**Supplied material**:
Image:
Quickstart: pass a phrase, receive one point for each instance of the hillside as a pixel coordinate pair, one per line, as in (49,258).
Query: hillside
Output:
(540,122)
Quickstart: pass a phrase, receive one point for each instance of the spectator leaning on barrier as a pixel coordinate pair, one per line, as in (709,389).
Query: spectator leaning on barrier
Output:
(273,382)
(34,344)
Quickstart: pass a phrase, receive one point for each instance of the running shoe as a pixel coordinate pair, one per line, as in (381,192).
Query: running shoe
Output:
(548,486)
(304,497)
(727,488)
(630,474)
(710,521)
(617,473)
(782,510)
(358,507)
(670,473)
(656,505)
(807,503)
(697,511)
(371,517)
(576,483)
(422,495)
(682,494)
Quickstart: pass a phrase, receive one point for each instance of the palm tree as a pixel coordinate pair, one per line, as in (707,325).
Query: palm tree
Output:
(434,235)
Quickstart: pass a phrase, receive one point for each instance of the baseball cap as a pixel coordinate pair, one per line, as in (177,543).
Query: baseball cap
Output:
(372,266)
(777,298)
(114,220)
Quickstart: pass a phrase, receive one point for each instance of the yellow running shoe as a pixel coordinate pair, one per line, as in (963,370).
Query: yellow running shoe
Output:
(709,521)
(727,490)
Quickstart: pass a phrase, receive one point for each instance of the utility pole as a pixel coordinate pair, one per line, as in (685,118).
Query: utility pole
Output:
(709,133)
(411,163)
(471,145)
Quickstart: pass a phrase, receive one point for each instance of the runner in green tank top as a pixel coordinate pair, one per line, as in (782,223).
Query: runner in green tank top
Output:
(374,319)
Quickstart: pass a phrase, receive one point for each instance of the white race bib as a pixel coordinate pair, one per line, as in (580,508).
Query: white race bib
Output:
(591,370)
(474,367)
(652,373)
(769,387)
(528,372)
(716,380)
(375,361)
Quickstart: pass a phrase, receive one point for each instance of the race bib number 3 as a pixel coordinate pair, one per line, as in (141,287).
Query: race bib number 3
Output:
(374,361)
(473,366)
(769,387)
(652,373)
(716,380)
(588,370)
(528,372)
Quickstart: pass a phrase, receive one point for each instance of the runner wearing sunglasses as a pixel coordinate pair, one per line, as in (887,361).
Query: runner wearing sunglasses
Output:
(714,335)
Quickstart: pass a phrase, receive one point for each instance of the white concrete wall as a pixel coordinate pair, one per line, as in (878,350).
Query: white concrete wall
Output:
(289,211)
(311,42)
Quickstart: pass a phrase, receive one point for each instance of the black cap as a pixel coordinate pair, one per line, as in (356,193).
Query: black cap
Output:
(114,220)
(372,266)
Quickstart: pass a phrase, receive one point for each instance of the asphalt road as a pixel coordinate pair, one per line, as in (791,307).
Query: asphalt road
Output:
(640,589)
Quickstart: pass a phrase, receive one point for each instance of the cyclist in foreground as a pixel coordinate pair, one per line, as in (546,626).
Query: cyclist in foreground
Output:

**Prompt**:
Look through the entries above for the word "tank". Copy every line where it shows up.

**Answer to this task**:
Quickstart: pass a phrase, receive one point for each instance of the runner in green tank top as a pixel coordinate pair, one per line, as in (782,223).
Query: runner in green tank top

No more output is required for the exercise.